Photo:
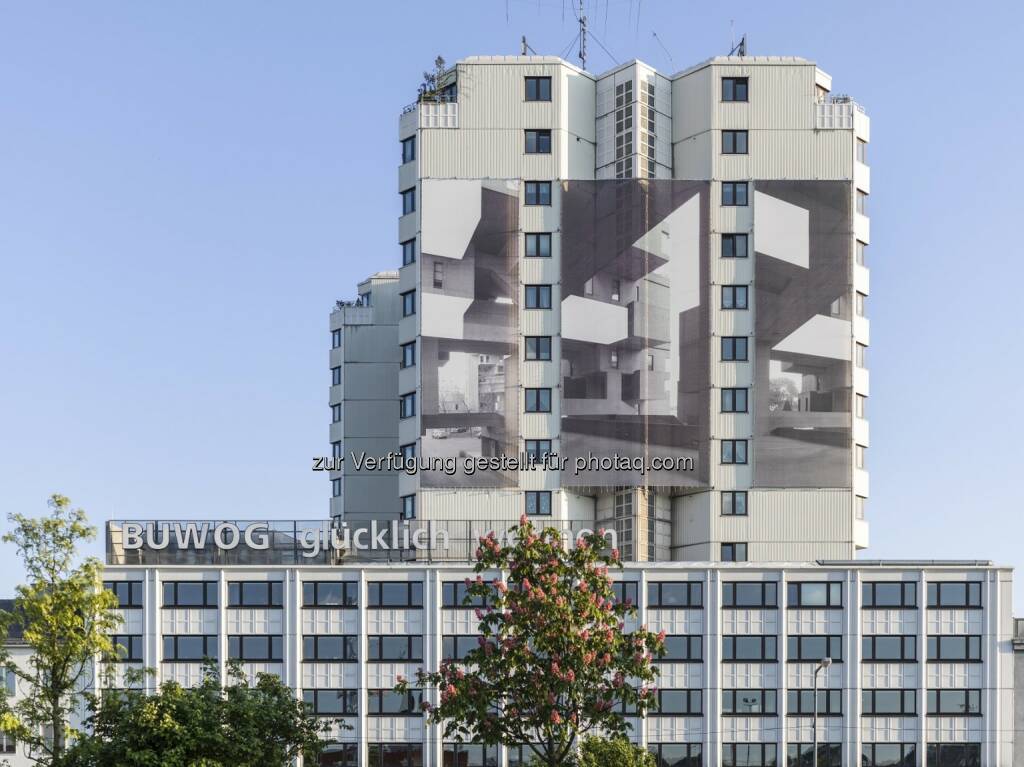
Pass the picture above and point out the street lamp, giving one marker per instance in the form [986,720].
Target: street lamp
[825,663]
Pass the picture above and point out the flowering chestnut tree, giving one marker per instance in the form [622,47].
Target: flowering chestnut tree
[553,661]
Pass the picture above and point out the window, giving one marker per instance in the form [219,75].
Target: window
[814,595]
[409,201]
[407,405]
[953,755]
[734,503]
[749,702]
[330,594]
[801,702]
[733,141]
[394,594]
[390,704]
[539,503]
[408,150]
[954,702]
[382,648]
[409,252]
[409,354]
[538,400]
[734,348]
[733,552]
[127,647]
[889,702]
[734,400]
[889,648]
[954,648]
[189,647]
[190,593]
[408,509]
[734,297]
[330,647]
[538,193]
[889,755]
[734,194]
[668,594]
[951,594]
[750,647]
[538,88]
[734,246]
[734,88]
[409,303]
[539,245]
[538,296]
[538,347]
[326,702]
[760,594]
[255,647]
[749,755]
[812,648]
[678,704]
[538,141]
[129,593]
[733,451]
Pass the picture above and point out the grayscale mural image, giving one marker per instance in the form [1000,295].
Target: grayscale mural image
[634,368]
[803,334]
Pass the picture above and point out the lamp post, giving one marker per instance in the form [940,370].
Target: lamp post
[825,663]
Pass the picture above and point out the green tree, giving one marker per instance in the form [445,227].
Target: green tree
[66,616]
[553,662]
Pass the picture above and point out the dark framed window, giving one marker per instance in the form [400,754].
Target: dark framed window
[733,451]
[734,552]
[734,503]
[734,297]
[392,648]
[325,702]
[814,595]
[538,244]
[734,246]
[734,88]
[538,141]
[190,593]
[734,194]
[755,594]
[390,704]
[675,594]
[538,296]
[387,594]
[749,702]
[538,193]
[129,593]
[538,400]
[889,594]
[255,594]
[889,702]
[801,702]
[538,88]
[952,648]
[734,348]
[889,648]
[954,702]
[812,648]
[750,648]
[331,594]
[189,647]
[733,141]
[734,400]
[538,503]
[330,647]
[954,594]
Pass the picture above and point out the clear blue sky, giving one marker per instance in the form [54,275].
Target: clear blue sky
[185,188]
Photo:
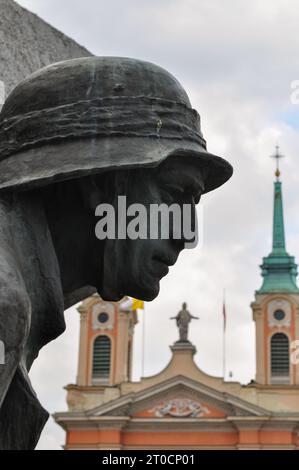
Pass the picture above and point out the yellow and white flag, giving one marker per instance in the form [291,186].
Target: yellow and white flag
[132,304]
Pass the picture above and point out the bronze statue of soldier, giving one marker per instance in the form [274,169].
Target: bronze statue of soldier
[73,135]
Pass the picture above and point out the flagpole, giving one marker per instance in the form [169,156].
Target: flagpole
[143,344]
[224,337]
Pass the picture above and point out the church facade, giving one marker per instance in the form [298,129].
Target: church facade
[182,407]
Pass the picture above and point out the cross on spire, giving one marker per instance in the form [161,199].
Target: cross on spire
[277,157]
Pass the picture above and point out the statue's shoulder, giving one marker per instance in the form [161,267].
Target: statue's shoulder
[15,307]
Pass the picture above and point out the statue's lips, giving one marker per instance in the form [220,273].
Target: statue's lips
[161,264]
[159,268]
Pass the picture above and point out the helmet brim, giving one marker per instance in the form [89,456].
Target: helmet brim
[60,161]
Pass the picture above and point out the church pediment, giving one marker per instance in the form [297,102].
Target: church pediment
[179,397]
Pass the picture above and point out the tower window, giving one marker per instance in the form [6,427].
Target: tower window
[280,360]
[103,317]
[279,315]
[101,358]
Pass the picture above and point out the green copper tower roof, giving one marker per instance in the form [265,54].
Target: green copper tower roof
[279,269]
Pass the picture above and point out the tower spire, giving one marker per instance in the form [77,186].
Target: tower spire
[277,157]
[278,241]
[279,269]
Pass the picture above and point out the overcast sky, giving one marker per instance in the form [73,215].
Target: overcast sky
[236,59]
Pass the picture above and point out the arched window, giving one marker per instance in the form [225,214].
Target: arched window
[101,358]
[280,358]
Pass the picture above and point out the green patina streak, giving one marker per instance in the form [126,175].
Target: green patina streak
[279,269]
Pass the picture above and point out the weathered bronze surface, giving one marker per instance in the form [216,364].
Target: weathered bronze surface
[74,135]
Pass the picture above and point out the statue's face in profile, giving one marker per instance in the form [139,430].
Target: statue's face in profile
[141,263]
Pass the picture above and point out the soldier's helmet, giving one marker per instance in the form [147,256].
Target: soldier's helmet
[89,115]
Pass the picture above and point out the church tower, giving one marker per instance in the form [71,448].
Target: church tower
[105,349]
[276,305]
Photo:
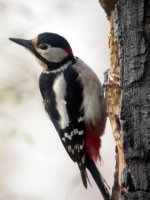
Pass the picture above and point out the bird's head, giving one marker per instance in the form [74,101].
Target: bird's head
[51,50]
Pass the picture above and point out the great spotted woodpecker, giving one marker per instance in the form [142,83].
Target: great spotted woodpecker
[73,98]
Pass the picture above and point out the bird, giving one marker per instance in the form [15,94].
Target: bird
[74,99]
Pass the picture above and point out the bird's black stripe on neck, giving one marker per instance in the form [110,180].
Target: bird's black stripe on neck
[53,65]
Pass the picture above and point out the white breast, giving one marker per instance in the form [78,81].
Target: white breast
[59,88]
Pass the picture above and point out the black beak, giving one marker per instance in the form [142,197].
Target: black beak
[25,43]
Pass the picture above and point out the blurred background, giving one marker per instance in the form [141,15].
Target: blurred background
[33,162]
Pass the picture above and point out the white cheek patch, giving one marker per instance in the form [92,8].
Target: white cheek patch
[53,54]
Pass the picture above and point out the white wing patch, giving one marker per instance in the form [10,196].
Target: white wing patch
[59,88]
[92,104]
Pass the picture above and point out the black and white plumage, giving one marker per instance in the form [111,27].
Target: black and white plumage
[73,98]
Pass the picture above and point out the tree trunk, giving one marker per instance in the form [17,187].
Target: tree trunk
[131,23]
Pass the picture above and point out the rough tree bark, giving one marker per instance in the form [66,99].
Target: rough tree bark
[130,36]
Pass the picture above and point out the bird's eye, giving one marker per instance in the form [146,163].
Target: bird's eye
[43,46]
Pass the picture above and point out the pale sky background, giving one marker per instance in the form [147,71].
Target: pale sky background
[33,162]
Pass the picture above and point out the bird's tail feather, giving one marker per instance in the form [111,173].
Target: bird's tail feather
[100,181]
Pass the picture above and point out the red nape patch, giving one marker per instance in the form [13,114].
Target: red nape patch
[69,51]
[93,144]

WHAT THE TASK REQUIRES
Out of the listing above, reproduce exactly the lines from the one with "Pass the picture above and point out the street" up to and including the one with "Pass the picture above and point out the dark".

EXERCISE ANSWER
Pass the picture above and point out the street lamp, giving one marker per instance in the form [986,720].
Target: street lamp
[825,663]
Pass the picture above and point out the flowering chestnut tree, giving one marker per instance in the form [622,47].
Target: flowering chestnut tree
[553,661]
Pass the picture above and point out the window, giving one marker per instance in the form [219,75].
Target: window
[814,595]
[409,201]
[407,405]
[953,755]
[734,503]
[749,702]
[330,594]
[801,702]
[733,141]
[394,594]
[390,704]
[539,503]
[408,150]
[954,702]
[382,648]
[409,252]
[409,354]
[538,400]
[734,348]
[733,552]
[127,647]
[889,702]
[734,400]
[889,648]
[954,648]
[189,647]
[190,593]
[408,509]
[734,297]
[330,647]
[538,193]
[889,755]
[734,194]
[668,594]
[951,594]
[750,647]
[538,88]
[734,246]
[734,88]
[409,303]
[539,245]
[538,296]
[538,347]
[326,702]
[760,594]
[255,647]
[749,755]
[812,648]
[678,704]
[538,141]
[129,593]
[733,451]
Pass the picture above and point out the grayscale mural image, giving one marker per instance in the form [1000,295].
Target: grayscale mural image
[634,368]
[803,334]
Pass the picture above and point out the lamp post, giving one marker per instance in the form [940,370].
Target: lamp post
[825,663]
Pass the picture above and point out the green tree, giving one marker per instance in the form [445,227].
Target: green tree
[66,616]
[553,662]
Pass the picture above and point out the dark framed window, giving one marker per instance in the form [400,754].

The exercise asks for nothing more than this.